Recent Posts (page 54 / 70)

by Leon Rosenshein

Naming Is Still Hard

Back in January I wrote about naming things and I came across another article with more info so I figured I'd share that. The one I have some disagreement with is the emphatic advice to avoid hungarian notation. While I agree that prefixing with the base type information is wasteful and makes things harder for your IDE, the original usage for hungarian notation, particularly when writing C code for windows makes a lot of sense. When your language/compiler can't help you out you help yourself. That's still relevant today with some DSLs. When I was writing shaders in HLSL for instance, the compilers weren't very smart, so we had to watch out for things ourselves.

by Leon Rosenshein

Circles

I was wandering around the internet the other day and came across an article describing something called the trinity architecture. It's a way to indicate composition, dependencies, and abstractions. And this is important because everything we do in the world of 0's and 1's is a model of something that we interact with. Ideally the model and the interactions develop together or at least the model works to handle the expected interactions. Compositions, dependencies and abstractions are how you describe those things. And the better those things fit together the easier it is to reason about. The easier it is to reason about, the lower the cognitive load.

And in many ways, that's the goal of architecture. To reduce the complexity and cognitive load of understanding the entire system so you can focus on one part and get it right. That's Domain Driven Design in a nutshell. Make it possible for people to do their jobs mostly in isolation, but being able to rely on what someone else has done or is doing.

So what does trinity bring to the table? It brings a slightly different naming scheme with three layers and it uses nested and tangential circles to indicate composition, dependencies, and implementations. It's certainly a new way to look at things, but as I see it, it's a little too abstract. Sure, it's got a domain, which is the model of what you're doing, and a clearly defined Public API to interact with that model, but then everything else is thrown into the Aux bucket. Everything from the physical computers and networks to the libraries, databases, queues, and event buses that you build things out of. And there's no actual customer/user facing thing, just an API. Sure, in some B2B situations you're building an API, but in most cases, you're supposed to be solving a problem, not just building an API. Which means unless you have the Domain exactly right the API doesn't let you your customers solve their problems. Maybe you know the space you're working in that well, but I'm pretty sure I don't. 

The trinity is also a framework for building applications. And there's value in frameworks, especially when they have all the buzzwords. And of course it's an open source framework, so you can start using it for free. And since it's backed by a company you can probably buy all the support you want.

So what do you think of the trinity? Is it a good idea and a way to think about building software? Is there something we can take from it as we build massively scalable distributed systems? Is it just a thinly veiled marketing campaign for unwary developers? Or is it somewhere in between?

by Leon Rosenshein

Intro To Architecture

Name dropping today. Neal Ford and Mark Richards. I've met and talked to both of them a few times. Had some really interesting conversations around scope of influence and the difference between a software developer and a software architect. They're both very good at not only high level architecture discussions but digging in to the details and thinking about specific use cases and approaches. They've got a new book coming out, Fundamentals of Software Architecure, and they're doing a webinar about it next month. Since we're all spending all our time online anyway, if software architecture is something you're interested in, think about checking it out.

▶ [Information provided]:
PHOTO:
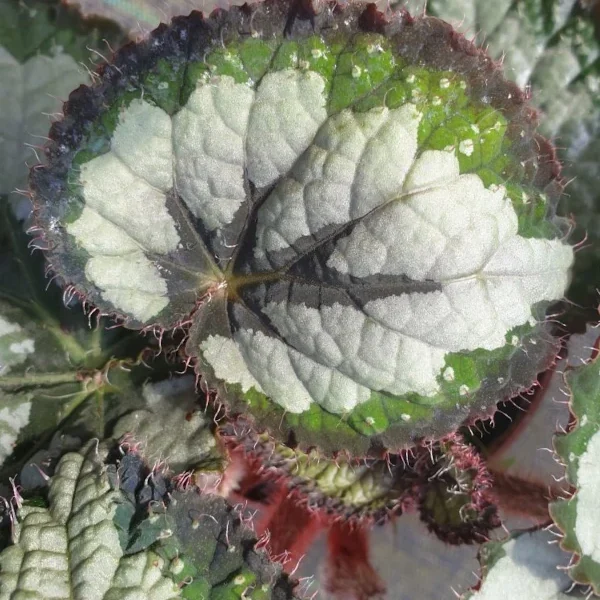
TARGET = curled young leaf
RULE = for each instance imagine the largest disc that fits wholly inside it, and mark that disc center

▶ [About this exercise]:
Write out word for word the part of the blog posts starting at "The trinity is" and ending at "somewhere in between?". Nothing in the listing is used here.

▶ [Solved exercise]:
The trinity is also a framework for building applications. And there's value in frameworks, especially when they have all the buzzwords. And of course it's an open source framework, so you can start using it for free. And since it's backed by a company you can probably buy all the support you want.

So what do you think of the trinity? Is it a good idea and a way to think about building software? Is there something we can take from it as we build massively scalable distributed systems? Is it just a thinly veiled marketing campaign for unwary developers? Or is it somewhere in between?